■ **Text block**:
Adversarial Machine Learning
A research field that lies at the intersection of machine learning (ML) and computer security. It enables the safe adoption of ML techniques in adversarial settings like spam filtering, malware detection, etc.
Agents
In the context of AI, agents are software that can independently perform specific tasks without human intervention. They often employ various tools, like calculators or web browsing, to process data and develop solutions.
Agent System Operators
Agent system operators are "non-trainable," or "fixed function," models that help you connect, route, and control the inputs and outputs that you send through your workflows. Operator models are critical building blocks for creating more advanced workflows.
- Concept Thresholder allows you to threshold input concepts according to both a threshold and an operator (>, >=, =, <=, or <). For example, if you use the " > " threshold type and set the threshold value to 0.9, only concepts that have been predicted with a confidence score greater than 0.9 will be sent as outputs from the concept thresholder, and other concepts will be ignored.
- Region Thresholder allows you to threshold regions based on the concepts that they contain using a threshold per concept and an overall operator (>, >=, =, <=, or <).
- Random Sampler allows you to randomly allow an input to pass to the output.
- Image Cropper allows you to crop the input image according to each input region that is present in the input.
- Image Align allows you to align images using key points.
- Annotation Writer allows you to write the input data to the database in the form of an annotation with a specified status as if a specific user created the annotation.
- Regex-Based Classifier allows you to classify text using regular expressions. When the specified regex pattern matches the text, the text is assigned to one of the predefined concepts.
- Concept Synonym Mapper allows you to map the input concepts to output concepts by following synonym concept relations in the knowledge graph of your app.

■ **Material shown**:
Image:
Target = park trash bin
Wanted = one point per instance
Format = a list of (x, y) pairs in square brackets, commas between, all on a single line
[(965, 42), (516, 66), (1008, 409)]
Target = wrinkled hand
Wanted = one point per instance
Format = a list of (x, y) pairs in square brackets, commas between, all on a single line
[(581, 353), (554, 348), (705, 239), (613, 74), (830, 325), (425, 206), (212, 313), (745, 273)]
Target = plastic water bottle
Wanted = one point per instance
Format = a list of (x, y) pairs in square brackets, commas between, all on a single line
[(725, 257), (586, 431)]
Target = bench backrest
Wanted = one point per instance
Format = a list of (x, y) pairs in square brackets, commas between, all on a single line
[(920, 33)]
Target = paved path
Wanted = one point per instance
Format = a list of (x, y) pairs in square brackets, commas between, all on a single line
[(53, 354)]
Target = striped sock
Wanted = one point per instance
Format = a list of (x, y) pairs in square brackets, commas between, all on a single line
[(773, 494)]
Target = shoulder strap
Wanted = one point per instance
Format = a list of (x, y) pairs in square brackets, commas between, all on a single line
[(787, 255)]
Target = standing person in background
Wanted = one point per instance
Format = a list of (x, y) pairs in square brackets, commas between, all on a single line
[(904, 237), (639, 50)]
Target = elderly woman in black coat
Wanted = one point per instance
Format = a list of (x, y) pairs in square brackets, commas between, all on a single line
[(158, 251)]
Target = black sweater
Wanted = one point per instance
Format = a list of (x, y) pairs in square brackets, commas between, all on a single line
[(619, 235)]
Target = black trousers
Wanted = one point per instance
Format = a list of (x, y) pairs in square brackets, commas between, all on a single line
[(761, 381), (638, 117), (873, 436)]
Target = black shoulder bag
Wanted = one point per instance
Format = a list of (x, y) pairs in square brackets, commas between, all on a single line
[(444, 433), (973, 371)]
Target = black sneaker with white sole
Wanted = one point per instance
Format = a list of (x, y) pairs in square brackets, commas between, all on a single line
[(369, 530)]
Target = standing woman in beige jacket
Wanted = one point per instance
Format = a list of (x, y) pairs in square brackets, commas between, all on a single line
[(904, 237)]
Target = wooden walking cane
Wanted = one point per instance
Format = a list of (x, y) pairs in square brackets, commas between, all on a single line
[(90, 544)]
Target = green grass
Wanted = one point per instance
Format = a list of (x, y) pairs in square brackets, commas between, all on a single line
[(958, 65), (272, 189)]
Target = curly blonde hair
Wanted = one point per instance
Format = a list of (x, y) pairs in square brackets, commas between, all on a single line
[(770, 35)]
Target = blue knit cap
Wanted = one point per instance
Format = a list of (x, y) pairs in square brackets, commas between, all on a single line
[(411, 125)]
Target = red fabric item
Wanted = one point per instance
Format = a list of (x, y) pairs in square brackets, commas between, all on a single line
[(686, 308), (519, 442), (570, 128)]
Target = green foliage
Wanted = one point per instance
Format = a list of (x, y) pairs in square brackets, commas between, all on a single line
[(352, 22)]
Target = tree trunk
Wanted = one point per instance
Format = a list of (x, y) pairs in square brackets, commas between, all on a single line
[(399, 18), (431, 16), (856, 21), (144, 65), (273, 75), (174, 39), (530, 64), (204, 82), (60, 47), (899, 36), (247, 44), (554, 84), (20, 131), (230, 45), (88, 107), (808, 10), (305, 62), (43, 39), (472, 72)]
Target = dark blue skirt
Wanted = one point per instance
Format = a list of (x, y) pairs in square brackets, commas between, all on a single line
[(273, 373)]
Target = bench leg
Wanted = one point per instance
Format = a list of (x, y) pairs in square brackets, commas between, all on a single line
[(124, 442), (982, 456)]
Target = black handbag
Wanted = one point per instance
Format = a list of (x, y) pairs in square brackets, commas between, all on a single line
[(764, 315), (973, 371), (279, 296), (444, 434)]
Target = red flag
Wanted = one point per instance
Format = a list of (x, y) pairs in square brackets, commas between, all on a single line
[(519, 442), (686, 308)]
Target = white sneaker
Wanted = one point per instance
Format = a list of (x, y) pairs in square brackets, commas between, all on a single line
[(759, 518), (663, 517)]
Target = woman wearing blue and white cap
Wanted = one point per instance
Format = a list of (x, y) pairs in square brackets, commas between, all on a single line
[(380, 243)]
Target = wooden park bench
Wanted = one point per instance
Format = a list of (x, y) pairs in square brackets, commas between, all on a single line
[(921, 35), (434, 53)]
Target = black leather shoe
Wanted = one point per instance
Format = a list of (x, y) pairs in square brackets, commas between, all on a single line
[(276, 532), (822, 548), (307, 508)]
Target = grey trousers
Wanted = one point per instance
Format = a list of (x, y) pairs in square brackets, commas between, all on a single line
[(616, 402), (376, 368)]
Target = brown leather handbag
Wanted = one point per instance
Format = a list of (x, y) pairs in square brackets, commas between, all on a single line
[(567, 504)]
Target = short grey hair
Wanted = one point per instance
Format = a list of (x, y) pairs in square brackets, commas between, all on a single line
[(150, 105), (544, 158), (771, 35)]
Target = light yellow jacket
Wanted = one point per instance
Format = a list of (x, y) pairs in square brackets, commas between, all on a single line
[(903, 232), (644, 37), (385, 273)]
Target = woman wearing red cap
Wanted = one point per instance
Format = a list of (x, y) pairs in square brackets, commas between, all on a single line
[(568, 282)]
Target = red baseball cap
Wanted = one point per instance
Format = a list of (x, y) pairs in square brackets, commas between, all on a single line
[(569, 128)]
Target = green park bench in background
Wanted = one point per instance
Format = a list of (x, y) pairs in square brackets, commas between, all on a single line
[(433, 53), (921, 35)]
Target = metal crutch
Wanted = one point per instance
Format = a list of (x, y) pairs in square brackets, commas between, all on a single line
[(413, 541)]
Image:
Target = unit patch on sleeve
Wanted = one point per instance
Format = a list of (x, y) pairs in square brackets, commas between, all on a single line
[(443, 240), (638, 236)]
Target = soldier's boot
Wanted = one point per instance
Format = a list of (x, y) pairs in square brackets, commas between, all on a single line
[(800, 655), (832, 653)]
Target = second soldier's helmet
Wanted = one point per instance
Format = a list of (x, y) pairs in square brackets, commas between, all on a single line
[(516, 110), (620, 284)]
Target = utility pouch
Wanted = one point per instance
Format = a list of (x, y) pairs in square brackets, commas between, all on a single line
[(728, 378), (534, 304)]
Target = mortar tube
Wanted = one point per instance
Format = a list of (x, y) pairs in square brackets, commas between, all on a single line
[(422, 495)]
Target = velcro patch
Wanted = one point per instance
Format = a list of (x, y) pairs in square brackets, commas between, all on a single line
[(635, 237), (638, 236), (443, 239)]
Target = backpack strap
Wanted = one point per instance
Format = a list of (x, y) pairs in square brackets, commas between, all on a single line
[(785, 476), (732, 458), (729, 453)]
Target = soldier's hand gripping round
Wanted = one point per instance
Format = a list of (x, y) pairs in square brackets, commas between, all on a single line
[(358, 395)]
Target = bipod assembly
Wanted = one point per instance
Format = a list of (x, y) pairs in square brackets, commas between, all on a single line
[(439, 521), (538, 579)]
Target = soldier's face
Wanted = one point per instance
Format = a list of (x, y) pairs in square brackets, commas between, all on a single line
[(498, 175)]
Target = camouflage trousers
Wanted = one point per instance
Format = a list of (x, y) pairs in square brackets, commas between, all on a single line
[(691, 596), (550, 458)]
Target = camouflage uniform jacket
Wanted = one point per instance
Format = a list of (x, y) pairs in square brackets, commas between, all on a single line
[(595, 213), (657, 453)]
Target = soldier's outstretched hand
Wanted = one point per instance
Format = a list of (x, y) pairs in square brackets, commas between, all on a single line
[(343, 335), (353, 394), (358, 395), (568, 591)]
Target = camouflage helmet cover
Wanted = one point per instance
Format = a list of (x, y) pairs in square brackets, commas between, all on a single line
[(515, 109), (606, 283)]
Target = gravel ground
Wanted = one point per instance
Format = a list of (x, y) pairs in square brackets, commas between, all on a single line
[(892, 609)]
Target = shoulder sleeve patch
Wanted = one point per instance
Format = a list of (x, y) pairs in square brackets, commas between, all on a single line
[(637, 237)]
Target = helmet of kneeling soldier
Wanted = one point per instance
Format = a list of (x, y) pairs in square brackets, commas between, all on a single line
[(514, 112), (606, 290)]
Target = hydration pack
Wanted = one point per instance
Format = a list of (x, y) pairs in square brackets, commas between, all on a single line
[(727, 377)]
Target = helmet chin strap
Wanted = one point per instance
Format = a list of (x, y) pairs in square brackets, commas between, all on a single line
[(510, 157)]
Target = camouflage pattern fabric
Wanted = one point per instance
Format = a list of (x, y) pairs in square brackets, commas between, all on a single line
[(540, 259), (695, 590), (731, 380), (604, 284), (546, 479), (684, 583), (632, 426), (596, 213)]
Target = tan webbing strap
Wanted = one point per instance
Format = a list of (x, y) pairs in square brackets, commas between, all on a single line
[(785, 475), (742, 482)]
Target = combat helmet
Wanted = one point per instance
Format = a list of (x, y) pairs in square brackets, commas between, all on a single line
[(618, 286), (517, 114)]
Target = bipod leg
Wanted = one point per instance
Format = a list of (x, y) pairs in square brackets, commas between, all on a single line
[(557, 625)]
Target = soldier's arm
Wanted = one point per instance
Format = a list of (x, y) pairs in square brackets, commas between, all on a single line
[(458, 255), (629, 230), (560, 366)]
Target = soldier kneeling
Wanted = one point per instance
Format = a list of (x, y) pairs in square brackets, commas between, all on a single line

■ **Exercise instructions**:
Reproduce the part of the glossary text from "- Region Thresholder" to "to the output.". The data has no connection to the glossary text.

■ **Answer to this exercise**:
- Region Thresholder allows you to threshold regions based on the concepts that they contain using a threshold per concept and an overall operator (>, >=, =, <=, or <).
- Random Sampler allows you to randomly allow an input to pass to the output.